## Tarea requerida 1
¿Qué título tiene el cuento de Kafka que se cita en el discurso de David Grossman en el congreso del Pen club?

La Nación recoge este discurso del novelista israelí David Grossman en el congreso del Pen club
Shalom y buenas noches.
"Para bien o para mal, las contingencias de la realidad tienen gran influencia sobre lo que escribimos", dice Natalia Ginzburg en su libro È difficile parlare di sé (Es difícil hablar de uno mismo) , en el que habla de su vida y de su escritura después de pasar por un desastre personal.
Es difícil hablar de uno mismo, y por eso antes de hablar acerca de mi experiencia de escritura actual, en este momento de mi vida, quiero decir algo acerca del impacto que un desastre, una situación traumática, tiene sobre toda una sociedad, sobre todo un pueblo. Y de inmediato recuerdo las palabras del ratón de "Una pequeña fábula", el cuento de Kafka. El ratón, que dice, mientras la trampa lo encierra y el gato lo acecha desde atrás: "Ay... el mundo se hace más estrecho cada día." Sin duda alguna, tras muchos años de vivir en una realidad violenta y extrema, plagada de conflictos políticos, militares y religiosos, puedo informarles, con tristeza, que el ratón de Kafka tenía razón: el mundo, por cierto, se hace cada vez más estrecho, cada vez más reducido con cada día que pasa.
Y también puedo hablarles del espacio vacío que crece lentamente, el espacio que se extiende entre la persona, el individuo y la situación externa, violenta y caótica en la que vive. La situación que determina su vida.Y ese espacio nunca permanece vacío. Se llena rápidamente... de apatía, cinismo y, más que nada, de desesperanza; la desesperanza que provoca situaciones distorsionadas y que les permite persistir, a veces incluso durante generaciones. Desesperanza respecto de la posibilidad de cambiar alguna vez el estado de cosas reinante, de poder redimirse de él. Y una desesperanza aún más profunda... la desesperación por las cosas que esta situación distorsionada saca a la luz, finalmente, en cada uno de nosotros.

## Información proporcionada
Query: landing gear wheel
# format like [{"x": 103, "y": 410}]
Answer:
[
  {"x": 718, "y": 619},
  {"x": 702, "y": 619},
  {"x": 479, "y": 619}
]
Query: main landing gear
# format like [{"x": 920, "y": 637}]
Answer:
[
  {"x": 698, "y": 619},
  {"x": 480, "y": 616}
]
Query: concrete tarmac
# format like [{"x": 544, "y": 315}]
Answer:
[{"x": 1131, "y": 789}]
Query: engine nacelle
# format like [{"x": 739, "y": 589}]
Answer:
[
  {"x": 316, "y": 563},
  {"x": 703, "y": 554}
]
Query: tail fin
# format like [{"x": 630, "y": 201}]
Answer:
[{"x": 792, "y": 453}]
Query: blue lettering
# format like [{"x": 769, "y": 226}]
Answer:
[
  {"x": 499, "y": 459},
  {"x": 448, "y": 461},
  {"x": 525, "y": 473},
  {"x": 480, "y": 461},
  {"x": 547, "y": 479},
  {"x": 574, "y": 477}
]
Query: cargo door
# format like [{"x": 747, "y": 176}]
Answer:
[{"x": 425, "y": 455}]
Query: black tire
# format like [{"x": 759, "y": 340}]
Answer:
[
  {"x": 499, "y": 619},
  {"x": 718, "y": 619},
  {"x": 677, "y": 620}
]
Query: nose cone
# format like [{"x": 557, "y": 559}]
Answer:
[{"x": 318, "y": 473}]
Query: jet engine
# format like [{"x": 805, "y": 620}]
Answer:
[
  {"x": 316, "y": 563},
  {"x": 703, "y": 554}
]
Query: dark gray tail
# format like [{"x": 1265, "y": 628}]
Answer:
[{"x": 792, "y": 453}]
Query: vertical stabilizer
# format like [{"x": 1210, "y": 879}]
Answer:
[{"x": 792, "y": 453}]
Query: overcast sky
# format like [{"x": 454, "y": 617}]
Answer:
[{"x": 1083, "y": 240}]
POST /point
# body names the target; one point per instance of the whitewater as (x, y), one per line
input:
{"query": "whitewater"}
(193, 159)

## Tarea requerida 2
Determina cuántas líneas del listado contienen la cadena "point". Responde solo con la cifra.

## Respuesta escrita 1
"Una pequeña fábula".

## Respuesta escrita 2
2